◆ **Görev 1**:
Fazıl Hüsnü Dağlarca'yı anlatan metnin tamamını hiçbir şeyini değiştirmeden geri ver.

◆ **Gösterilen Metin**:
******************************

FAZIL HÜSNÜ DAĞLARCA

v Türkçenin en üretken şairlerinden birisi olan Fazıl Hüsnü Dağlarca, Kuleli Askerî Lisesi’ni ve Harp Okulu’nu bitirdi.
v Orduda on beş yıllık mecburi hizmetini tamamladıktan sonra ayrıldı. Bir süre Müfettiş olarak Çalışma Bakanlığı’nda çalıştıktan sonra, kitap ve yayın işleriyle uğraştı.

v  İstanbul Aksaray’da Kitap adlı kitabevini çalıştırdı, Türkçe adıyla aylık bir dergi çıkardı.

v Yayımlanan ilk yazısı ortaokul öğrencisi iken Yeni Adana gazetesinde çıkan bir hikâyedir.

v “Yavaşlayan Ömür” başlıklı ilk şiiri ise istanbul dergisinde yayımlanmıştır.

v Varlık, Kültür Haftası, Yücel, Aile, inkılâpçı Gençlik, Yeditepe, Türk Dili dergilerinde şiirlerini yayımladı.

v İlk kitabı Havaya Çizilen Dünya, dönemin hâkim şiir anlayışının etkisi altındadır. Vezinli kafiyeli bu ilk şiirlerinde Necip Fazıl duyarlılığı görülür.

v İkici kitabı Çocuk ve Allah şiiriyle ilgi odağı olmuştur.

v Necip Fazıl ile Ahmet Hamdi Tanpınar’ın poetik etkileri kadar, Peyami Safa, Mustafa Şekip Tunç gibi mistik düşüncenin o dönemdeki etkili adlarının Dağlarca’nın şiirini yönlendirdiği görülür.

v Fazıl Hüsnü’nün şiiri kimi eleştirmenlerce üç, kimilerince iki döneme ayrılmıştır.

v Cemal Süreya onun şiirini “sezgi dönemi ” ve “akıl dönemi ” biçiminde iki döneme ayırırken, 1949-55 yılları arasındaki şiirlerinin her iki dönemin izlerini de taşıyan bir geçiş dönemi olarak niteler.

******************************

◆ **Listelenen Girdiler**:

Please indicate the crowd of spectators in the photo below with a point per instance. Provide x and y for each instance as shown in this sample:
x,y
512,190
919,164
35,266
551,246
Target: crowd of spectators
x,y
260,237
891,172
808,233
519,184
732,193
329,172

******************************

◆ **Görev 2**:
Yukarıdaki girdilerin bütün satırlarını bir JSON dize listesi olarak çıkar. Her satır ayrı bir dize olsun, boş satırlar listeye girmesin.

◆ **Yazılı Yanıt 1**:
FAZIL HÜSNÜ DAĞLARCA

v Türkçenin en üretken şairlerinden birisi olan Fazıl Hüsnü Dağlarca, Kuleli Askerî Lisesi’ni ve Harp Okulu’nu bitirdi.
v Orduda on beş yıllık mecburi hizmetini tamamladıktan sonra ayrıldı. Bir süre Müfettiş olarak Çalışma Bakanlığı’nda çalıştıktan sonra, kitap ve yayın işleriyle uğraştı.

v  İstanbul Aksaray’da Kitap adlı kitabevini çalıştırdı, Türkçe adıyla aylık bir dergi çıkardı.

v Yayımlanan ilk yazısı ortaokul öğrencisi iken Yeni Adana gazetesinde çıkan bir hikâyedir.

v “Yavaşlayan Ömür” başlıklı ilk şiiri ise istanbul dergisinde yayımlanmıştır.

v Varlık, Kültür Haftası, Yücel, Aile, inkılâpçı Gençlik, Yeditepe, Türk Dili dergilerinde şiirlerini yayımladı.

v İlk kitabı Havaya Çizilen Dünya, dönemin hâkim şiir anlayışının etkisi altındadır. Vezinli kafiyeli bu ilk şiirlerinde Necip Fazıl duyarlılığı görülür.

v İkici kitabı Çocuk ve Allah şiiriyle ilgi odağı olmuştur.

v Necip Fazıl ile Ahmet Hamdi Tanpınar’ın poetik etkileri kadar, Peyami Safa, Mustafa Şekip Tunç gibi mistik düşüncenin o dönemdeki etkili adlarının Dağlarca’nın şiirini yönlendirdiği görülür.

v Fazıl Hüsnü’nün şiiri kimi eleştirmenlerce üç, kimilerince iki döneme ayrılmıştır.

v Cemal Süreya onun şiirini “sezgi dönemi ” ve “akıl dönemi ” biçiminde iki döneme ayırırken, 1949-55 yılları arasındaki şiirlerinin her iki dönemin izlerini de taşıyan bir geçiş dönemi olarak niteler.

◆ **Yazılı Yanıt 2**:
[
  "Please indicate the crowd of spectators in the photo below with a point per instance. Provide x and y for each instance as shown in this sample:",
  "x,y",
  "512,190",
  "919,164",
  "35,266",
  "551,246",
  "Target: crowd of spectators",
  "x,y",
  "260,237",
  "891,172",
  "808,233",
  "519,184",
  "732,193",
  "329,172"
]